### Dataset excerpts
———

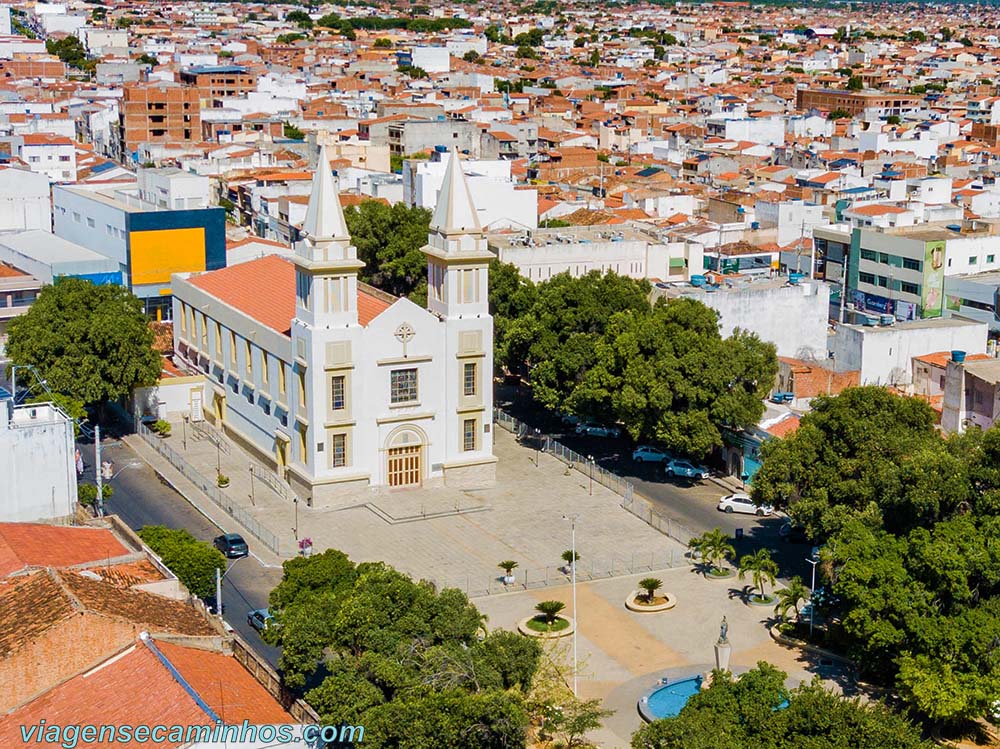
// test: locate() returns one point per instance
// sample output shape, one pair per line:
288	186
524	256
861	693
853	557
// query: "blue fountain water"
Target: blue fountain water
668	700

———

### Exercise description
Reproduce the listing with each occurrence of "blue fountain water" changed to "fountain spray", all other text left as it stands. Leave the pictures out.

### Exercise response
// test: locate() returns one point per instance
// sample output shape, one pair per line:
288	186
524	256
861	693
853	557
// query: "fountain spray"
Target: fountain spray
668	700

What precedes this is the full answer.